Work instructions -
Echo the records below word for word, starting at the line that contains "nostril. For each one, return a bounding box." and ending after the line that contains "[191,40,343,225]".

Data records -
▶

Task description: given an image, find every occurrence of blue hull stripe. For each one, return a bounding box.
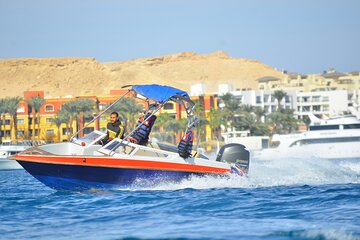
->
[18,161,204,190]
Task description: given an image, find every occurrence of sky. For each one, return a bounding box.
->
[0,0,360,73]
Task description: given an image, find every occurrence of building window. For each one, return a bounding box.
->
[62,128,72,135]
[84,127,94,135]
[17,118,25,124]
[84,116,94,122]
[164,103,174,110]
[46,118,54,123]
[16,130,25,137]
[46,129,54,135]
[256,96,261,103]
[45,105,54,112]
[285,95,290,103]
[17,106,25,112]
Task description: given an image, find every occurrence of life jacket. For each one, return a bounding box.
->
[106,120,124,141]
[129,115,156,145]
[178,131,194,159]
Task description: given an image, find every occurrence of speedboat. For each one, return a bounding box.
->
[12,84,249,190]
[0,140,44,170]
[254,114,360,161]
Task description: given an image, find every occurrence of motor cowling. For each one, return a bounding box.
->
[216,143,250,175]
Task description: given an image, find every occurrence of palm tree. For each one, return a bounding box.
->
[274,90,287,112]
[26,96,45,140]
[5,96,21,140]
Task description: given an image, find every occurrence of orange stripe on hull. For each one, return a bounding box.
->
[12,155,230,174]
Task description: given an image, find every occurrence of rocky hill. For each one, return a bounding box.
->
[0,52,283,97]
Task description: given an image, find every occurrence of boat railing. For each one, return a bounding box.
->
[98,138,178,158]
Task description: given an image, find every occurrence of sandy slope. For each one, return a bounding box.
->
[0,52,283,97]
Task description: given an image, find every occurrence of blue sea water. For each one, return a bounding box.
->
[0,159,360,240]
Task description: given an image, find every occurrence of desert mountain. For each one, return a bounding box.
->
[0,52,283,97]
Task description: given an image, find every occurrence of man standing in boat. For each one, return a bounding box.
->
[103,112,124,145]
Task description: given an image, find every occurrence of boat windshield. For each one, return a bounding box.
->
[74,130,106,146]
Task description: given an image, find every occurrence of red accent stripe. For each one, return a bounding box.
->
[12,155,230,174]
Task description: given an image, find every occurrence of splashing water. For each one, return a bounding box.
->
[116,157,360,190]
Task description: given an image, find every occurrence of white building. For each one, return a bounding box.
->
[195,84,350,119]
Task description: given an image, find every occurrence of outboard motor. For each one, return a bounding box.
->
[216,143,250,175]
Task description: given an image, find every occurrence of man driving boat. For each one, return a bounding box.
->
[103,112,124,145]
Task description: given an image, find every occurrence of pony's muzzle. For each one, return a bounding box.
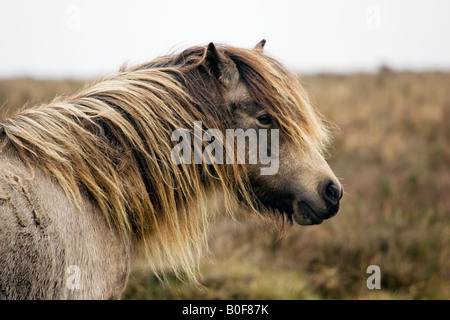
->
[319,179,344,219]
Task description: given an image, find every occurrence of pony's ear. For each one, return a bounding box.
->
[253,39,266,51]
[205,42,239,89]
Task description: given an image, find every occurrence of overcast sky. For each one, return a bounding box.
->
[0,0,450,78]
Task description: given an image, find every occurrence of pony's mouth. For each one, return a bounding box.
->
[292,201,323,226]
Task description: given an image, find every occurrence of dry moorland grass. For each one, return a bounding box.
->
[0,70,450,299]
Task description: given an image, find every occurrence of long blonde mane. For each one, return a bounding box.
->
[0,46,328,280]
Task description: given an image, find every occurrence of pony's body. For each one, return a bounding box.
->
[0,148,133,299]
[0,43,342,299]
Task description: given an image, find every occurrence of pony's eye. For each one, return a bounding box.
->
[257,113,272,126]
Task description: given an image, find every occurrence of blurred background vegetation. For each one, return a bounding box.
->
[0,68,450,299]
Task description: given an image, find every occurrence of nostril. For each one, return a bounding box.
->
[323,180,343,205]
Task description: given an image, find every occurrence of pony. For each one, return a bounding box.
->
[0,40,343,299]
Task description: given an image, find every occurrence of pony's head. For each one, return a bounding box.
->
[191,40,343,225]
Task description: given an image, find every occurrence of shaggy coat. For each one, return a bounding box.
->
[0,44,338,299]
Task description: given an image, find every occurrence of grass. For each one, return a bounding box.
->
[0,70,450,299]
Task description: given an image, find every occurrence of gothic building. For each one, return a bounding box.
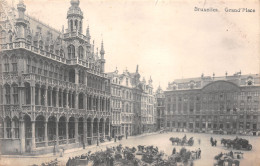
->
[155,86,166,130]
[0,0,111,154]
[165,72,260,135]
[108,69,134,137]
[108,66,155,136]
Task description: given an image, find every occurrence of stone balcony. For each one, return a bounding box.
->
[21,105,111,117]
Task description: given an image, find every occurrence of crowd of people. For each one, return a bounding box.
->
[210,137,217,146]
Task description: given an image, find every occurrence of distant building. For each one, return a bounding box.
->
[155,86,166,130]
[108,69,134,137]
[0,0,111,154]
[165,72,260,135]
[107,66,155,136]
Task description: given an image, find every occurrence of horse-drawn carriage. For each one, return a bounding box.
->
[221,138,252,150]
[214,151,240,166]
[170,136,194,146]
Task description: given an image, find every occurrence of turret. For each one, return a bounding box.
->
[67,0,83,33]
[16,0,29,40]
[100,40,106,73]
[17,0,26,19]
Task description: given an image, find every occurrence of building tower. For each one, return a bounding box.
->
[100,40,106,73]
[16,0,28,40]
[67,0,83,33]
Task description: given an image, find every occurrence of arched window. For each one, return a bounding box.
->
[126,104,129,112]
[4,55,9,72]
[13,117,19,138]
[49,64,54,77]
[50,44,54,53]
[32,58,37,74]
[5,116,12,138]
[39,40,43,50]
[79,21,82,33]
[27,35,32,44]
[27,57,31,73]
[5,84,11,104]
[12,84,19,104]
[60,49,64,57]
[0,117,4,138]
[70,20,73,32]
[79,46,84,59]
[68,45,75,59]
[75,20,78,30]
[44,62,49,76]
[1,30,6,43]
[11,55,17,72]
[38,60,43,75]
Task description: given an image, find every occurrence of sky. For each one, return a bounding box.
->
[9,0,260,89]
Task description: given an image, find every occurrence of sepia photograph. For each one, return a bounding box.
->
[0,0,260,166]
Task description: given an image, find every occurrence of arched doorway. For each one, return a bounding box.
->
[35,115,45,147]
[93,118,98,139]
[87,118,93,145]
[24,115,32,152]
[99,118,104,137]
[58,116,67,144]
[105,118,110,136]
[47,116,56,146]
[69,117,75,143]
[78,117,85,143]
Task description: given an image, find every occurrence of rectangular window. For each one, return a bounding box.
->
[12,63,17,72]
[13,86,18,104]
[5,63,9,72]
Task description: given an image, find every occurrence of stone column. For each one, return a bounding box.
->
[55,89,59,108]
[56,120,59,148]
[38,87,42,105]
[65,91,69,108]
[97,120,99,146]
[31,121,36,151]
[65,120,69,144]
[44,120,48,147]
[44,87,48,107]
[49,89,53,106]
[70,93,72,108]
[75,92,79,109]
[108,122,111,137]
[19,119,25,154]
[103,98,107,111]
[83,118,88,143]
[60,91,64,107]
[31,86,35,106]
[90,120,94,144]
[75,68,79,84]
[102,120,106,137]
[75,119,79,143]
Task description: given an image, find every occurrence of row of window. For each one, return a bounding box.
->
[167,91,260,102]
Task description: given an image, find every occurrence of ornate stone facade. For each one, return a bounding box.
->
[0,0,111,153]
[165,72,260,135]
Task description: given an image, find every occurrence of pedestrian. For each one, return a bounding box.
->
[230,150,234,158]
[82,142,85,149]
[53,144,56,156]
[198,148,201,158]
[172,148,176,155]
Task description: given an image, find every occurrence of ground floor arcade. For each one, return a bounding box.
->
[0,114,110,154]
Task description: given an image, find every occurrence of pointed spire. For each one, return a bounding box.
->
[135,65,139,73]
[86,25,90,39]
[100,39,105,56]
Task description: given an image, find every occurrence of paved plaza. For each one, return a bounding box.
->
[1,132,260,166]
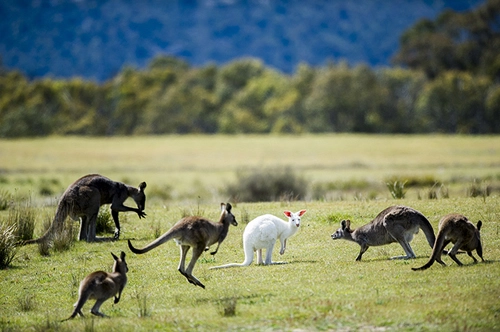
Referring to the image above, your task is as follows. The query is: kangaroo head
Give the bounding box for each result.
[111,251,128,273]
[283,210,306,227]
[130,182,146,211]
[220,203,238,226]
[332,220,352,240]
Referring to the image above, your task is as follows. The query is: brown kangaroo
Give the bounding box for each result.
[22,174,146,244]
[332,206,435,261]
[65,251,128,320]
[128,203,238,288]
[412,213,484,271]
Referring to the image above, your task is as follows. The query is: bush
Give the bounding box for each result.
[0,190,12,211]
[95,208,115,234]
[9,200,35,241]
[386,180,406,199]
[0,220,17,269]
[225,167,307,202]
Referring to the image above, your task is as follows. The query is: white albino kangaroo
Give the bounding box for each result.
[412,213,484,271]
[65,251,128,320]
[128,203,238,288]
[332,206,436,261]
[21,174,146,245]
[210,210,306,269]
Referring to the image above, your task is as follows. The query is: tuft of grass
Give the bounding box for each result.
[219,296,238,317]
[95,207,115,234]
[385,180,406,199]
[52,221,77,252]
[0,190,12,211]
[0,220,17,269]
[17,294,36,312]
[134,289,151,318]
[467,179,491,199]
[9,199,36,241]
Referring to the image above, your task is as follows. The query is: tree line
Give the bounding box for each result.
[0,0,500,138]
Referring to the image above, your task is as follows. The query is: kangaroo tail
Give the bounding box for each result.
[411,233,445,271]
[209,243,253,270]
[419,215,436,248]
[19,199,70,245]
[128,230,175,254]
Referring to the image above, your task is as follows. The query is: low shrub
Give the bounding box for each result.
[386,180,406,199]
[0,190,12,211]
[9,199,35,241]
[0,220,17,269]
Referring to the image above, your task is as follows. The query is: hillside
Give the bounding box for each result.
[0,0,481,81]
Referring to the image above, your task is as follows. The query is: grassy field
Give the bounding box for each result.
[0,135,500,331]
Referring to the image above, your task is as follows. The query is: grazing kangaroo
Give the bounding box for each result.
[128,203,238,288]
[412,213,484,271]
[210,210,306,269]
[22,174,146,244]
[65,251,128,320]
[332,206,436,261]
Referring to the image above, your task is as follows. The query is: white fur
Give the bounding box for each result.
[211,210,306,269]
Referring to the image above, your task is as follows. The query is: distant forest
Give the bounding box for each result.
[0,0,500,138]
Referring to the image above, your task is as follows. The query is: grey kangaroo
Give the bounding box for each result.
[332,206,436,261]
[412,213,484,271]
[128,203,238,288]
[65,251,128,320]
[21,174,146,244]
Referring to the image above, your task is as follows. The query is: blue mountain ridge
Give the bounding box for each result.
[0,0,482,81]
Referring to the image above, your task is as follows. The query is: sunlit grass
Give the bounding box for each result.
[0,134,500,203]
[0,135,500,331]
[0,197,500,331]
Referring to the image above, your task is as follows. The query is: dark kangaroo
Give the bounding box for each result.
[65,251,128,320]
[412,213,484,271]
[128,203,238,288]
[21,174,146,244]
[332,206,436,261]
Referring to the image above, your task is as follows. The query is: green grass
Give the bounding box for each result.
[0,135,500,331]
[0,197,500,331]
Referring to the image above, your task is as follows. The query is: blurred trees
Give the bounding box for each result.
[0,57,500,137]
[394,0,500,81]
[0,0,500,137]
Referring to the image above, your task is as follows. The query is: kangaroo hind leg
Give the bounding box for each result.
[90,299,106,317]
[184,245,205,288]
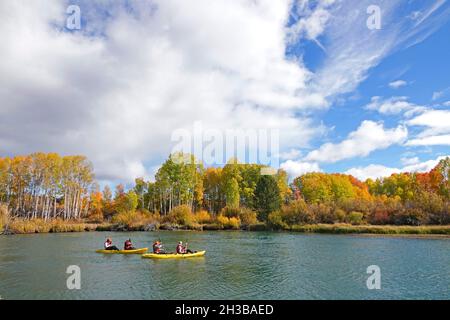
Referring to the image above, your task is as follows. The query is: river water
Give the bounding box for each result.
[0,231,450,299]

◀

Solution to this problem -
Task description: given an image, find every occurrence of nostril. For each one, return a bounding box.
->
[323,180,343,205]
Task description: given an image, find every occurrence of pony. For each one, return a bounding box.
->
[0,40,343,299]
Task description: given an image, find every occurrence of pony's head. For each one, return a bounding box.
->
[191,40,343,225]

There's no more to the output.